*Instruction*
Reproduce the entries exactly.

(Stored entries)
————————

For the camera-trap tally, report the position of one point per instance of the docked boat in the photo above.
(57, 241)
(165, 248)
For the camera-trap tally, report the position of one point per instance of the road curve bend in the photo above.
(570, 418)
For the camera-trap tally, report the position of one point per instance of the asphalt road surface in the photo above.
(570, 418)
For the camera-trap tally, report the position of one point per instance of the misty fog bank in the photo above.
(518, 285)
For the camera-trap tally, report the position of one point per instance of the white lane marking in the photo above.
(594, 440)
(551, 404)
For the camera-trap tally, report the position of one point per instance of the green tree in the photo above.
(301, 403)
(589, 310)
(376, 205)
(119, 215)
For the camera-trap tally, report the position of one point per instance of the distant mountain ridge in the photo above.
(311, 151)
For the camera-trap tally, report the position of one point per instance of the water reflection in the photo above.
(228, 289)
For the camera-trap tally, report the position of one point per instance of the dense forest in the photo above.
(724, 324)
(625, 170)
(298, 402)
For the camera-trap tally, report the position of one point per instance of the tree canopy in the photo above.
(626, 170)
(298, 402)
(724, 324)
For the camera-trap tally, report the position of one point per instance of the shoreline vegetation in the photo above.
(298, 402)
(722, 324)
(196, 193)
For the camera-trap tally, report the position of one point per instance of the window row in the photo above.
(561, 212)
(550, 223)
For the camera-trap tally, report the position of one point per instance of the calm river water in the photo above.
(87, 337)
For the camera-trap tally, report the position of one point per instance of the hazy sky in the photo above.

————————

*Result of the exercise*
For the camera-trap tally, report the position of one point per instance of the docked boat in the photo above.
(57, 241)
(165, 248)
For the camera-trap tally, report the position of one point per instance of the road curve bend in the photo above.
(570, 418)
For the camera-trap tally, report the position of one point per instance of the asphalt road surface in the photo above.
(570, 418)
For the camera-trap tally, report the position of one point per instance of the misty fog bank in the photo above.
(518, 285)
For the camera-trap tally, report the position of one point per instance of the white lane marking in the photo above.
(594, 440)
(551, 404)
For the camera-trap tally, report the position of one point per instance of the green tree in the photo above.
(301, 403)
(589, 310)
(376, 205)
(119, 215)
For the camera-trap tally, report the position of one point per instance of the distant mountain ridge in the photo above.
(311, 151)
For the camera-trap tally, report the position of one point per instance of the water reflection in the photo above.
(228, 289)
For the camera-trap tally, report the position of one point per instance of the dense forest in the photo above.
(724, 324)
(625, 170)
(298, 402)
For the camera-trap tally, report the position of one point per instance of the tree canopy in the photo above.
(626, 170)
(298, 402)
(724, 324)
For the camera-trap tally, report the position of one point per instance of the shoreline vegetation in the photo above.
(298, 402)
(722, 324)
(196, 193)
For the camera-trap tally, report the position of one point per instance of the window row in the photo above.
(561, 212)
(550, 223)
For the camera-trap tally, report the position of one point per instance of the calm river water in the photo above.
(87, 337)
For the camera-trap tally, report the position of one point per instance of the hazy sky in the photo above.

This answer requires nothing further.